Given request: Reproduce the material below word for word, starting at the line that contains "Crop-scouting request: mark the child's" and continuing through the end of the material, both included.

Extracted information:
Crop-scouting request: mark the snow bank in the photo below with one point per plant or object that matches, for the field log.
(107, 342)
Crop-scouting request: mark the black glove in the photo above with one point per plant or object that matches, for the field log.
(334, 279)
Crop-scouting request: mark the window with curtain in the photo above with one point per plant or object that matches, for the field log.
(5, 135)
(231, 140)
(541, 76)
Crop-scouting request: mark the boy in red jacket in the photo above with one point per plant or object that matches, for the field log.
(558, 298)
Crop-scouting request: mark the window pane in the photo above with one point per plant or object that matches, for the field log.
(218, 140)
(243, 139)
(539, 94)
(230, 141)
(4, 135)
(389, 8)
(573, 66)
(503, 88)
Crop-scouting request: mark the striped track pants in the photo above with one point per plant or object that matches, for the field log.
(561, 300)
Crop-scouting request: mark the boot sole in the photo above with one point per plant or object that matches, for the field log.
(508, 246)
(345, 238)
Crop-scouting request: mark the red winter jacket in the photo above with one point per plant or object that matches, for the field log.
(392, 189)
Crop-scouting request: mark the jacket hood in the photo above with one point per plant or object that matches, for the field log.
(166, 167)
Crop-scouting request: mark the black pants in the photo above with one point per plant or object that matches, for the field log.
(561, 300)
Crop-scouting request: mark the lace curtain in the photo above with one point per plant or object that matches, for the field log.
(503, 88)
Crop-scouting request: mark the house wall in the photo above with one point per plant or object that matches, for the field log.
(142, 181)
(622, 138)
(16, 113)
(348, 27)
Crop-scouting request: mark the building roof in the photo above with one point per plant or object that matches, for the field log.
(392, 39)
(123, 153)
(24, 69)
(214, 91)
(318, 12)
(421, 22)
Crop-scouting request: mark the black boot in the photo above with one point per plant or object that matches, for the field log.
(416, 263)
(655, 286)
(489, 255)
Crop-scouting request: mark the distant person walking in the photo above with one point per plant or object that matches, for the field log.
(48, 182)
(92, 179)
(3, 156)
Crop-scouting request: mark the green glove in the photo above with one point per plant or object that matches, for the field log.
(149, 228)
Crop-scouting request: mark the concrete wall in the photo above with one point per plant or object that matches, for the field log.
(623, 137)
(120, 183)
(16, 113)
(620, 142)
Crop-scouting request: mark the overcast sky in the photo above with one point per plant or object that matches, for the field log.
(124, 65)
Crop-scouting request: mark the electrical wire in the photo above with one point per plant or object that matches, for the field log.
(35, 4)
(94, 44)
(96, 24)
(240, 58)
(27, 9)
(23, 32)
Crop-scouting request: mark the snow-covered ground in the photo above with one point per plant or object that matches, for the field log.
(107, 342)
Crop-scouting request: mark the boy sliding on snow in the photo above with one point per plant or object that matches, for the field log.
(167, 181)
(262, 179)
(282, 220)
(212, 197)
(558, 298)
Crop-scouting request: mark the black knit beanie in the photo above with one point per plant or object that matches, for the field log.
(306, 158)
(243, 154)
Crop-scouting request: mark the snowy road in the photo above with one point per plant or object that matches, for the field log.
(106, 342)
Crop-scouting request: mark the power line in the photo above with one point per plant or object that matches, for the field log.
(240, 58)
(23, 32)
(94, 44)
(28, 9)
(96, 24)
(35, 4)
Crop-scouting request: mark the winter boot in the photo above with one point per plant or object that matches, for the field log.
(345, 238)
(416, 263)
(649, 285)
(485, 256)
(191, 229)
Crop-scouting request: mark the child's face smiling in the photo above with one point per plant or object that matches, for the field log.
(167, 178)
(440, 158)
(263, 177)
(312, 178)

Problem solution:
Crop-scouting request: mark the child's face smiling in the photo above with one point per plant or object that matches, for the field log.
(167, 178)
(440, 158)
(263, 177)
(312, 178)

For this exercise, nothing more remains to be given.